■ The exercise ■
Please write out the material that follows, exactly as it stands.
** start of Extracted records **
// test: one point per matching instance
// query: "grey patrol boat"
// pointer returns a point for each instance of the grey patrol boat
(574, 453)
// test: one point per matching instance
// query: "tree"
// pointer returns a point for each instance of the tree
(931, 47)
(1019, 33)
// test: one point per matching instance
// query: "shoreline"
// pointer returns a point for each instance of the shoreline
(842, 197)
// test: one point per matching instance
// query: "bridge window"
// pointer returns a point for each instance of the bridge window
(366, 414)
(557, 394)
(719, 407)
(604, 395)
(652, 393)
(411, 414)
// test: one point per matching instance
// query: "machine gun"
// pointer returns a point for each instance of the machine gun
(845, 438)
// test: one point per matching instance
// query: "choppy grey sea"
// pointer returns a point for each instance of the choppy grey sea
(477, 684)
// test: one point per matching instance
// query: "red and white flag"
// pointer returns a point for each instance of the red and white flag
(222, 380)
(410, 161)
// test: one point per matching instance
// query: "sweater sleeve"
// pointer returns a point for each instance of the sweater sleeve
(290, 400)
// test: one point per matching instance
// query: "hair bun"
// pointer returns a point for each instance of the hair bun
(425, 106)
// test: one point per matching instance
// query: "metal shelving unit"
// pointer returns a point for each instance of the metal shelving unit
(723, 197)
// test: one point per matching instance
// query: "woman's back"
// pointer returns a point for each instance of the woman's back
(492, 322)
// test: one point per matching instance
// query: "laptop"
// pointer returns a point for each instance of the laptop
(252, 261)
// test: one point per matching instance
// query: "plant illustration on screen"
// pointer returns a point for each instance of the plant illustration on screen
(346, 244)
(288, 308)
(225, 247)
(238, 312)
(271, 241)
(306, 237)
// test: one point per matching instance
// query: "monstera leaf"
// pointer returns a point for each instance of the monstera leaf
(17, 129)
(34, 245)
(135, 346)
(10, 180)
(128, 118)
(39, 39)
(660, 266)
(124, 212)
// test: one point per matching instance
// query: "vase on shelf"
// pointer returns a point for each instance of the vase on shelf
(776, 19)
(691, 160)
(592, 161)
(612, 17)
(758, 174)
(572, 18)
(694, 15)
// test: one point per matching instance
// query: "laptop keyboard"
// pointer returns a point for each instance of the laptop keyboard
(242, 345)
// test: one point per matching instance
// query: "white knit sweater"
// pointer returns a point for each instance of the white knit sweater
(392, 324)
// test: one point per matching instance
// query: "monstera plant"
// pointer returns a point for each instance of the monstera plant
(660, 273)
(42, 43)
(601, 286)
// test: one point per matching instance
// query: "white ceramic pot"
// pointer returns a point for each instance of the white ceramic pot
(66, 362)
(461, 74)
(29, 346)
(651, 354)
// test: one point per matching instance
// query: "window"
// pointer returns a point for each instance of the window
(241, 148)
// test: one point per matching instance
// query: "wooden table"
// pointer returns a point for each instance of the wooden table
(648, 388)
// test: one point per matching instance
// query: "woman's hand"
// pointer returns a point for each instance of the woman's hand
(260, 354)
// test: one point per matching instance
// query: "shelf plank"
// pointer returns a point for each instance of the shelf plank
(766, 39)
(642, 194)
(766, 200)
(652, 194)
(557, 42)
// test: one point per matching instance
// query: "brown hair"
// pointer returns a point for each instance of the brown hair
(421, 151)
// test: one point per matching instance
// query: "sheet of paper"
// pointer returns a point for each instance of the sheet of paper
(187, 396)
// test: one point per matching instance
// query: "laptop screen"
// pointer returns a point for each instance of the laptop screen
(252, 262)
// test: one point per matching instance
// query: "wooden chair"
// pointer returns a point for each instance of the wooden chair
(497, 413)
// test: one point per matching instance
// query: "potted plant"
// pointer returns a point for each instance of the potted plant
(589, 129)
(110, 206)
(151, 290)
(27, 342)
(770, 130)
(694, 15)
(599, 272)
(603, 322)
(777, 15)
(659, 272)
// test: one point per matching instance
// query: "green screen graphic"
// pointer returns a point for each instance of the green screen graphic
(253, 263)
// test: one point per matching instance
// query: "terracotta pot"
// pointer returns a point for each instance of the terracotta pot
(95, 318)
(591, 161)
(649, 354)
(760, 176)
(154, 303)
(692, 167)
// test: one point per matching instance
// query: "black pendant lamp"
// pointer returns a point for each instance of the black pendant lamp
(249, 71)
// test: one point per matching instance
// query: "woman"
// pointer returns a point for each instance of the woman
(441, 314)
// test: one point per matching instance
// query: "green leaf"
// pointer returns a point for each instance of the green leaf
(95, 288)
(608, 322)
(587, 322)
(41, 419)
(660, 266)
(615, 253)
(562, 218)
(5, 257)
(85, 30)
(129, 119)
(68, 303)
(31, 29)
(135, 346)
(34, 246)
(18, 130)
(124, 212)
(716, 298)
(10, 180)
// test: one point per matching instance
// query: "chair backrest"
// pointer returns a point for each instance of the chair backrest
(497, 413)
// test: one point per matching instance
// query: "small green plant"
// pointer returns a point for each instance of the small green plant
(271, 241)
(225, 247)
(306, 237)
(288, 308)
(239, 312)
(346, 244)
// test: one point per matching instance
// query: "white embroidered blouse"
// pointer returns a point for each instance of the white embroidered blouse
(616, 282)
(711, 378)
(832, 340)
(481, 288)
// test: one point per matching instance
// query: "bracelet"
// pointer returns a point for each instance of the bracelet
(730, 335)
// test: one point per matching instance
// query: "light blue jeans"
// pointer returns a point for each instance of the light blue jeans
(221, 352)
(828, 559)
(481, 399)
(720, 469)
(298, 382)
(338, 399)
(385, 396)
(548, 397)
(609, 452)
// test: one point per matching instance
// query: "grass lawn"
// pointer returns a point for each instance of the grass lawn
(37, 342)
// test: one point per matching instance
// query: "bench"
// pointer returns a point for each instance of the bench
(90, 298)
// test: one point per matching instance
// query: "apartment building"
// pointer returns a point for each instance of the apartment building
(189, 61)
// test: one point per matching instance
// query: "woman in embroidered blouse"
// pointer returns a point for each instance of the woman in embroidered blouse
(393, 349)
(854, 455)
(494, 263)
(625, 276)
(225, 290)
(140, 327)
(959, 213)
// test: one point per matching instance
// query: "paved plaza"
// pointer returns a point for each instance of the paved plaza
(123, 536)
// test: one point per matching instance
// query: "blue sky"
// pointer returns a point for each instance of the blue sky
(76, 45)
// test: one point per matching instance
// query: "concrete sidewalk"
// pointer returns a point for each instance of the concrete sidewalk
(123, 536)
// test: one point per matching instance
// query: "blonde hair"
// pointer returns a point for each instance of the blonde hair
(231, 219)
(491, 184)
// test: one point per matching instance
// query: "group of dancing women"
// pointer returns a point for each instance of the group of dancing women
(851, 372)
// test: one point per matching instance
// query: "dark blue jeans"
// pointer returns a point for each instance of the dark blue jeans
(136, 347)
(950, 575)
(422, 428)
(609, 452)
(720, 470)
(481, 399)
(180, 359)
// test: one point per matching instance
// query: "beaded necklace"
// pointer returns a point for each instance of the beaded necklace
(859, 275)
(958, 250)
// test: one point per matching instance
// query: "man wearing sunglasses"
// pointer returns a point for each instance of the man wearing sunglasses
** end of Extracted records **
■ Solution to the exercise ■
// test: one point per matching instance
// query: "grey patrol boat"
// pointer returns a point for each instance of the grey patrol boat
(574, 453)
// test: one point per matching instance
// query: "tree"
// pointer returns a point for each instance of the tree
(931, 47)
(1019, 33)
// test: one point per matching instance
// query: "shoreline"
// pointer returns a point for each instance of the shoreline
(842, 197)
// test: one point per matching instance
// query: "bridge window"
// pointer returns a point for each instance of the bridge window
(366, 414)
(557, 394)
(719, 407)
(604, 395)
(652, 393)
(411, 414)
// test: one point per matching instance
// query: "machine gun"
// pointer returns a point for each instance of the machine gun
(845, 438)
// test: one point per matching instance
// query: "choppy grey sea"
// pointer returns a point for each instance of the choppy grey sea
(477, 684)
// test: one point per matching instance
// query: "red and white flag"
// pointer returns a point for each instance of the red and white flag
(222, 380)
(410, 161)
// test: one point per matching instance
// query: "sweater sleeve"
// pointer returns a point for each instance of the sweater sleeve
(290, 400)
// test: one point per matching instance
// query: "hair bun"
// pointer returns a point for each instance of the hair bun
(425, 106)
// test: one point per matching instance
// query: "metal shelving unit"
// pointer returns a point for each instance of the metal shelving unit
(723, 197)
// test: one point per matching instance
// query: "woman's back"
// pointer returns a point for each instance of the woman's back
(492, 322)
// test: one point per matching instance
// query: "laptop"
// pointer returns a point for each instance of the laptop
(252, 261)
// test: one point per matching instance
// query: "plant illustration on screen"
// pointer returns a point for each instance of the plant illustration on screen
(346, 244)
(288, 308)
(225, 247)
(238, 312)
(271, 241)
(306, 237)
// test: one point per matching instance
// query: "monstera leaf"
// pointer returns a point for each instance of the monstera leaf
(17, 129)
(34, 245)
(135, 346)
(10, 180)
(128, 118)
(39, 39)
(660, 266)
(124, 212)
// test: one point per matching instance
// query: "vase on shelf"
// pointer returns a point for each instance of the vase on shelf
(776, 19)
(691, 160)
(592, 161)
(612, 17)
(758, 174)
(572, 18)
(694, 15)
// test: one point per matching instance
// query: "laptop keyboard"
// pointer returns a point for each instance of the laptop keyboard
(242, 345)
// test: one point per matching instance
// query: "white knit sweater"
// pointer returns a point for each instance of the white knit sweater
(392, 324)
// test: one point per matching instance
// query: "monstera plant"
// pointer returns a point for each instance of the monstera plant
(660, 273)
(42, 43)
(601, 286)
// test: one point per matching instance
// query: "white ceramic pot"
// pointer returns a point for each instance of the white ceramic pot
(66, 362)
(461, 74)
(29, 346)
(651, 354)
// test: one point per matching instance
// query: "window"
// pointer returns a point for each instance of the window
(241, 148)
// test: one point per matching instance
// query: "wooden table"
// pointer returns a point for each instance of the wooden table
(648, 388)
// test: one point per matching instance
// query: "woman's hand"
// pointer returns a point for each instance of the woman's hand
(260, 354)
// test: one point per matching instance
// query: "shelf plank"
// pointer returns a point for each instance of the shelf plank
(766, 39)
(642, 194)
(766, 200)
(652, 194)
(557, 42)
// test: one point per matching instance
// query: "brown hair"
// pointer returns a point for each instance of the brown hair
(421, 151)
// test: one point per matching instance
// query: "sheet of paper"
// pointer returns a point for each instance of the sheet of paper
(187, 396)
// test: one point per matching instance
// query: "laptop screen"
// pointer returns a point for each instance of the laptop screen
(252, 262)
// test: one point per matching instance
// query: "wooden chair"
// pointer returns a point for each instance of the wooden chair
(497, 413)
// test: one point per matching instance
// query: "potted plant"
// pointer returns a point for each instance of the potted plant
(589, 129)
(110, 206)
(151, 290)
(27, 342)
(770, 130)
(694, 15)
(599, 272)
(603, 322)
(777, 15)
(659, 272)
// test: one point per matching instance
// query: "green screen graphic"
// pointer returns a point for each instance of the green screen graphic
(253, 263)
// test: one point per matching instance
// query: "terracotta pot"
// pointer returns a point for each instance of the terracotta pot
(95, 318)
(591, 161)
(649, 354)
(760, 176)
(154, 303)
(692, 167)
// test: one point per matching instance
// query: "black pendant lamp"
// pointer returns a point for each instance of the black pendant lamp
(249, 71)
// test: one point per matching instance
// query: "woman"
// pointer returns a point for each instance of the woman
(441, 314)
// test: one point per matching instance
// query: "green leaf"
// pointer returns a point for each instance of the green leaf
(95, 288)
(608, 322)
(587, 322)
(41, 419)
(660, 266)
(615, 253)
(562, 218)
(5, 257)
(85, 30)
(129, 119)
(68, 303)
(31, 29)
(135, 346)
(34, 246)
(18, 130)
(124, 212)
(716, 298)
(10, 180)
// test: one point per matching instance
// query: "chair backrest"
// pointer returns a point for each instance of the chair backrest
(497, 413)
// test: one point per matching instance
// query: "small green plant"
// pointer returns a point for each instance of the small green plant
(271, 241)
(225, 247)
(306, 237)
(288, 308)
(239, 312)
(346, 244)
// test: one point per matching instance
// query: "white embroidered blouse"
// pointer returns a point for each instance of the white embroidered blouse
(616, 282)
(711, 378)
(832, 340)
(481, 288)
// test: one point per matching instance
// query: "bracelet"
// pointer returns a point for each instance of the bracelet
(730, 335)
// test: one point per matching instance
// query: "light blue jeans"
// pointer returns a point for each instance of the light blue jeans
(221, 352)
(828, 559)
(481, 399)
(720, 469)
(298, 382)
(338, 399)
(385, 396)
(548, 397)
(609, 452)
// test: one point per matching instance
// query: "grass lawn"
// pointer returns a point for each instance of the grass lawn
(37, 342)
// test: one point per matching instance
// query: "bench"
// pointer returns a point for each instance of the bench
(90, 298)
// test: one point per matching instance
// query: "apartment building"
// pointer returns a point for each instance of the apartment building
(189, 61)
// test: one point per matching instance
// query: "woman in embroidered blouse"
// pointer returns a point for each instance of the woman in embroidered blouse
(393, 349)
(854, 455)
(494, 263)
(625, 276)
(225, 290)
(140, 327)
(959, 213)
// test: one point per matching instance
// query: "paved plaza"
// pointer returns a point for each instance of the paved plaza
(123, 536)
// test: one point per matching instance
// query: "blue sky"
// pointer returns a point for each instance of the blue sky
(76, 45)
// test: one point per matching instance
// query: "concrete sidewalk"
// pointer returns a point for each instance of the concrete sidewalk
(123, 536)
// test: one point per matching instance
// query: "blonde hair"
// pointer returns a point for each instance of the blonde hair
(231, 219)
(491, 184)
// test: one point per matching instance
// query: "group of dancing women"
// pointer returns a point for each instance of the group of dancing women
(851, 372)
// test: one point per matching instance
// query: "dark blue jeans"
// pointer returns a point for each instance of the dark blue jeans
(136, 347)
(950, 575)
(422, 428)
(609, 452)
(720, 470)
(481, 399)
(180, 359)
// test: one point per matching instance
// query: "beaded necklace"
// pointer returns a point for each instance of the beaded necklace
(859, 275)
(958, 250)
// test: one point per matching instance
// query: "man wearing sunglasses"
// pointer returns a point for each instance of the man wearing sunglasses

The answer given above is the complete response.